WRITTEN PROBLEM A:
Convert the rows into a Markdown table with columns "Row" and "Line". Begin at the first line of the rows, stop after the line that contains "<point>319,132</point>", and omit blank lines.

When substance abuse lands young people in the Bethel Park courtroom of District Judge Ron Arnoni, he often has a question for them.

“I tell kids this, pretty plan and simple: ‘If you’re hanging around an idiot, what are you?'”

Many of those in attendance at the Youth Steering Committee of Upper St. Clair’s Dec. 14 town hall meeting about underage drinking uttered the obvious answer:

“An idiot.”

Among those joining Arnoni on the panel for the program was Pittsburgh attorney Casey Mullen.

“To piggyback off the judge, I’m the idiot,” he said by way of introduction. “Growing up, I was the idiot. For whatever reason, I got this amazing gift, where I didn’t have to be the idiot anymore. So to make certain I maintain that gift, I drive across town in traffic, show up at events like this and do what I can to help others.”

Mullen often tells his story in conjunction with programs such as the Downtown-based Coalition for Leadership, Education and Advocacy for Recovery, which collaborated with the youth steering committee in presenting the town hall meeting.

A Lawrenceville native, Mullen said he grew up in an environment where “drinking was a rite of passage.” For him, that meant starting at about age 11 and continuing on a regular basis for a decade, eventually abusing other substances, as well.

“I was that kid who thought I could do anything,” he said. “Nothing’s ever going to catch up to me. I could live any way I wanted to live, and one day I was going to wake up and be successful.”

Instead, he ended up facing major trouble with the law and a situation that made the path to his career far more difficult than it could have been.

“I dug a hole so deep that it took me years to climb out,” Mullen explained. “I begged and pleaded for every opportunity I had, and I’m still fighting back from where I once was.”

Also representing the law on the town hall panel was Lt. Curt Gallatin, a veteran of almost four decades with Upper St. Clair police.

“The biggest problem I see with alcohol is when we get the group of freshmen in,” he said about high school students, “and it seems like the freshmen get taken advantage of because they have no experience with any type of alcohol. Their other friends have convinced them to try it, and they have no idea what their tolerances are.”

Such cases involving underage drinking often end up before Arnoni.

“What I tell a lot of the young people is, ‘You made an error in judgment. It’s how you bounce back. It’s how you respond to that mistake that makes you who you are,'” he said.

As far as his rulings:

“I will evaluate the situation, and quite often, they can attend a class,” he said about first-offender education programs. “The class costs almost $200, and I always tell the parents, ‘Make sure they pay for it, somehow, some way.’ And then community service is usually what I’ll do the first time.”

For the benefit of adults, Arnoni cautioned about the potential for liability.

“If you leave your kids home alone with the opportunity to get themselves into trouble, and they do, you could be on the hook,” he explained. “So if nothing else, I would think long and hard about that fact, that most things you work for could come crashing down on because of a bad decision you made as a parent.”

Gallatin provided an example.

“We had a case many, many years ago where three people died in a car crash, who came from a house where they were drinking at a party,” he said. “Those consequences went out to the people who owned the house, the parents who weren’t even home. They went out to the young people who had gone out and purchased the alcohol.”

The incident also launched a series of civil lawsuits.

“That’s the nature of human beings,” Gallatin said, “and what happens in our society.”

DATA FOR THIS TASK:
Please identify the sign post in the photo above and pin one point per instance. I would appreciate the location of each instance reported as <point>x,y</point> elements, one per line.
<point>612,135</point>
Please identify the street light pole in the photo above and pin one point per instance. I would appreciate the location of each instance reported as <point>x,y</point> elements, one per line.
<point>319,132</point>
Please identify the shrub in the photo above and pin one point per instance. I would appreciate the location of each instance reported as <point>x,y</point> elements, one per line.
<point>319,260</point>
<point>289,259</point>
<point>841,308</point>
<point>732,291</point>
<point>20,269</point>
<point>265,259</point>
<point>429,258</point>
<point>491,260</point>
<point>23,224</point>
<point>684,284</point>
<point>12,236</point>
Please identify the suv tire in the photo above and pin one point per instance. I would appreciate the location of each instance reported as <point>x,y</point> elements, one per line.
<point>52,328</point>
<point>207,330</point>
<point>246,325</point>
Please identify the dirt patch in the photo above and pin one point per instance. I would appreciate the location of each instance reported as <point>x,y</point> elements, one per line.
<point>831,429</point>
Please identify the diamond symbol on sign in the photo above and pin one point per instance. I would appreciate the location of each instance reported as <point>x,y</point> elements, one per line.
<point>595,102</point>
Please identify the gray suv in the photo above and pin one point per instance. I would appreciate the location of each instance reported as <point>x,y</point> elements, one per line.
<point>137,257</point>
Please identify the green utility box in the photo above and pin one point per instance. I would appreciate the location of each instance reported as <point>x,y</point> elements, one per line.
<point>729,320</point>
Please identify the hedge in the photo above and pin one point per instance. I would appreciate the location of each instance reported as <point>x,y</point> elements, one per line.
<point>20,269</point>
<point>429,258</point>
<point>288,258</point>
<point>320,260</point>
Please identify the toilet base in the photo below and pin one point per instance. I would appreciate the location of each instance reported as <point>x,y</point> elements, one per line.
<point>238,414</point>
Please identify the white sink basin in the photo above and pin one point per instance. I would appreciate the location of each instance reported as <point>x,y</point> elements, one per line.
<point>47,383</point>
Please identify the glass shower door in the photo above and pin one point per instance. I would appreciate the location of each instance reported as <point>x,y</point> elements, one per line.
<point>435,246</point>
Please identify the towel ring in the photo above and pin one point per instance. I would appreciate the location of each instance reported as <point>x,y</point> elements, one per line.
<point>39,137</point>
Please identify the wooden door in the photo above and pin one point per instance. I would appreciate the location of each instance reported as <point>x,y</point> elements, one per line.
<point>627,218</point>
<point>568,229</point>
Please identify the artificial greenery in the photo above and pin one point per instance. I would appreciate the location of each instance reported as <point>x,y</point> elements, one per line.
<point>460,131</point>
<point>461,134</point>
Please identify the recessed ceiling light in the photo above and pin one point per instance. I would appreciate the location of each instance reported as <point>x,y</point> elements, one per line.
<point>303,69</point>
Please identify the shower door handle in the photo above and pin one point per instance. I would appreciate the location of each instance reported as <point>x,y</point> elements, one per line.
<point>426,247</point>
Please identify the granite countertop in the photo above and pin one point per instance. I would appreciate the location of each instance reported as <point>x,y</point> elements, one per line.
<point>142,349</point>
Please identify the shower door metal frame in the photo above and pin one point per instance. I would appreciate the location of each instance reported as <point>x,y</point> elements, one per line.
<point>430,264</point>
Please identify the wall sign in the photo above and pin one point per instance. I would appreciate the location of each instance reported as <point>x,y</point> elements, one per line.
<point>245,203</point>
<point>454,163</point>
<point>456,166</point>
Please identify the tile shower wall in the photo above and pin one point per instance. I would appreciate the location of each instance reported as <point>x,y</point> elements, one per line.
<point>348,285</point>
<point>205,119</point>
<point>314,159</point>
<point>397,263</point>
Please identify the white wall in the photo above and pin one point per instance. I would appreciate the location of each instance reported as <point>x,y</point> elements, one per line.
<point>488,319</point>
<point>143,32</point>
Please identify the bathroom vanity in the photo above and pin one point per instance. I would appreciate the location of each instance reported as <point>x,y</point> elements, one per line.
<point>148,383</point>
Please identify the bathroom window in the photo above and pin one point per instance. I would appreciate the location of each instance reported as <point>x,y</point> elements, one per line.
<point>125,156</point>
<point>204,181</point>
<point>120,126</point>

WRITTEN PROBLEM B:
Rewrite the town hall article from the words "As far as his" through the words "potential for liability.", changing "class" to "course".

WRITTEN SOLUTION A:
| Row | Line |
|---|---|
| 1 | Please identify the sign post in the photo above and pin one point per instance. I would appreciate the location of each instance reported as <point>x,y</point> elements, one per line. |
| 2 | <point>612,135</point> |
| 3 | Please identify the street light pole in the photo above and pin one point per instance. I would appreciate the location of each instance reported as <point>x,y</point> elements, one per line. |
| 4 | <point>319,132</point> |

WRITTEN SOLUTION B:
As far as his rulings:

“I will evaluate the situation, and quite often, they can attend a course,” he said about first-offender education programs. “The course costs almost $200, and I always tell the parents, ‘Make sure they pay for it, somehow, some way.’ And then community service is usually what I’ll do the first time.”

For the benefit of adults, Arnoni cautioned about the potential for liability.